== EXTRAIT DE TEXTE
Évidemment, les grand solistes ne démentent en rien l’observation de ce travail global des maîtres, à commencer par le Veit Pogner de Kwangchul Youn, à la voix toujours sonore, plus vivant et plus coloré que d’habitude, avec un chant à la fois net, à la diction impeccable et à la couleur bon enfant.

Acte II:  Sachs et Beckmesser ©Bernd Uhlig
Acte II: Sachs et Beckmesser ©Bernd Uhlig

Le Beckmesser de Markus Werba est sans doute scéniquement remarquable, jamais caricatural, ni exagéré, mais un peu décalé par son côté « professeur » tiré à quatre épingle, une sorte de Topaze un peu has been, et peu sûr de lui, qui essaie de se glisser dans les habits voulus « au sens propre », puisqu’il est vêtu d’habits médiévaux au deuxième acte pour chanter sa romance  (costumes d’Adriana Braga-Peretzki, qui a fait aussi les costumes du Ring de Castorf à Bayreuth); des habits qui rappellent un peu, de loin, le Mezzetin de Watteau, dans une atmosphère de « fête galante » très anachronique par rapport à l’ambiance voulue par cette mise en scène et qui souligne à plaisir l’anachronisme du personnage. Sans vouloir à tous prix établir des liens, soulignons quand même que Verlaine publie ses Fêtes Galantes en 1869, soit un an après la création des Meistersinger. Ce Beckmesser est ridicule parce qu’il n’est plus de ce temps, mais parce que sa jalousie et sa petitesse, elles, le sont. Il est chanté par un Markus Werba valeureux, mais qui ne sort pas du lot des bons Beckmesser, respectables mais pas exceptionnels. Les grands Beckmesser, eux, sont des modèles de chant, qui peuvent en remontrer à Sachs : ils ont nom Hermann Prey (à Bayreuth), ou même Michael Volle, qui, avant d’être Sachs sur scène, à Zurich et Salzbourg, a été un immense Beckmesser (à Bayreuth encore). Il y a vocalement dans Beckmesser un Sachs possible.
Magdalena est la jeune Anna Lapkovskaia, vue à Bayreuth dans le Ring cet été, elle se sort très honorablement d’un rôle un peu ingrat, jamais mis en valeur et pourtant toujours très présent dans les grands moments (le quintette…) et qui est souvent un gage de futur, tandis que le David de Stephan Rügamer (troupe de la Staatsoper de Berlin) est frais, jeune, vif, comme souvent chez ce ténor toujours juste.
====
== DONNÉES SOURCES
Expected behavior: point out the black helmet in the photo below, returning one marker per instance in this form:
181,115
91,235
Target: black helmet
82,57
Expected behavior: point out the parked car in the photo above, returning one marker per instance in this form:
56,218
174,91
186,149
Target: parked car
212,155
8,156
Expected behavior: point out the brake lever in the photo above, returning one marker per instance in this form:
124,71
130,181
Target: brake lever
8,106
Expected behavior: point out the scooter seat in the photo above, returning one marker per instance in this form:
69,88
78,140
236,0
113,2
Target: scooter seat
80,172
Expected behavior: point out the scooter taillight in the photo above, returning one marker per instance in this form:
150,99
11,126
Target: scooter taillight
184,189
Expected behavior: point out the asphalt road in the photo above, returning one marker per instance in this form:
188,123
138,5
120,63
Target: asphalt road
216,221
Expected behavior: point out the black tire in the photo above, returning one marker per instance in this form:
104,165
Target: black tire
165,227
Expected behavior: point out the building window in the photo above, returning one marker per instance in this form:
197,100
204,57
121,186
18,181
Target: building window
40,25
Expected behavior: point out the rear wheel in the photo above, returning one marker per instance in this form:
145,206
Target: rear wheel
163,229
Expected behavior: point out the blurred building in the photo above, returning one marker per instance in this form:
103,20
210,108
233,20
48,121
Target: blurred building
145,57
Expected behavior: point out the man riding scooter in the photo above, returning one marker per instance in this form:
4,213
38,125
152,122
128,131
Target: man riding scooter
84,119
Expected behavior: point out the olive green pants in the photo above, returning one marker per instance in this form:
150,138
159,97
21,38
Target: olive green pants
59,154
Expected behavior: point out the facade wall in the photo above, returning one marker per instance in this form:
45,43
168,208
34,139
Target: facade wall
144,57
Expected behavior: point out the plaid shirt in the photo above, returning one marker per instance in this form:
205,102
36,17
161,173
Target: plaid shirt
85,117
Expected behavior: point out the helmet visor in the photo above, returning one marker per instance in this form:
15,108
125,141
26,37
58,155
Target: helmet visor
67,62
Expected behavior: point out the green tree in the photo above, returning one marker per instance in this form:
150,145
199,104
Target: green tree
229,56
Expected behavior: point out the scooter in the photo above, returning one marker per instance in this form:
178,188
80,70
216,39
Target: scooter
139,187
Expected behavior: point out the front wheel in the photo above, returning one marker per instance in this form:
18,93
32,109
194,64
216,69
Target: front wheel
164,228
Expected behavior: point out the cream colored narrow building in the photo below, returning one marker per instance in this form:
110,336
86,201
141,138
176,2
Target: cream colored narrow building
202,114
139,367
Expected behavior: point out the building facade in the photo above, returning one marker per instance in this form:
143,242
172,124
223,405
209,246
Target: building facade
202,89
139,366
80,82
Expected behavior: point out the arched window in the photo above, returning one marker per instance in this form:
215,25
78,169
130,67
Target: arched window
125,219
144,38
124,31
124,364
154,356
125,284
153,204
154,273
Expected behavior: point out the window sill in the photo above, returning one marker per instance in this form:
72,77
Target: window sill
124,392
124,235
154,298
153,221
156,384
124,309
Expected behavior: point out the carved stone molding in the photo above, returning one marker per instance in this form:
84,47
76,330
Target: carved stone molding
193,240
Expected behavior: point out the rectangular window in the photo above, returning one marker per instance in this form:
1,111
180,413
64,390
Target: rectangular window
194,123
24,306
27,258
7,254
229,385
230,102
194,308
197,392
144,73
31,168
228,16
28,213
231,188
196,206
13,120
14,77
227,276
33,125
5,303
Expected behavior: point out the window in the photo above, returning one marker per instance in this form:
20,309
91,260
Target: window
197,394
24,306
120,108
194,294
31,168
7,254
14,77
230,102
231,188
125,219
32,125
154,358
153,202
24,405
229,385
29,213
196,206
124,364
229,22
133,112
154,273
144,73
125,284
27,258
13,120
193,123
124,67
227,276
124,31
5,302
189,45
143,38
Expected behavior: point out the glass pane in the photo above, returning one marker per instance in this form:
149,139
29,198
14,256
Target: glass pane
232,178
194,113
====
### TÂCHE DONNÉE A
Selon la critique, qui a conçu les costumes de cette mise en scène ?
### TÂCHE DONNÉE B
Affichez chaque ligne des enregistrements où figure la chaîne « below », en tenant compte de la casse.

### RÉPONSE A
Adriana Braga-Peretzki.

### RÉPONSE B
Expected behavior: point out the black helmet in the photo below, returning one marker per instance in this form:
Expected behavior: point out the cream colored narrow building in the photo below, returning one marker per instance in this form:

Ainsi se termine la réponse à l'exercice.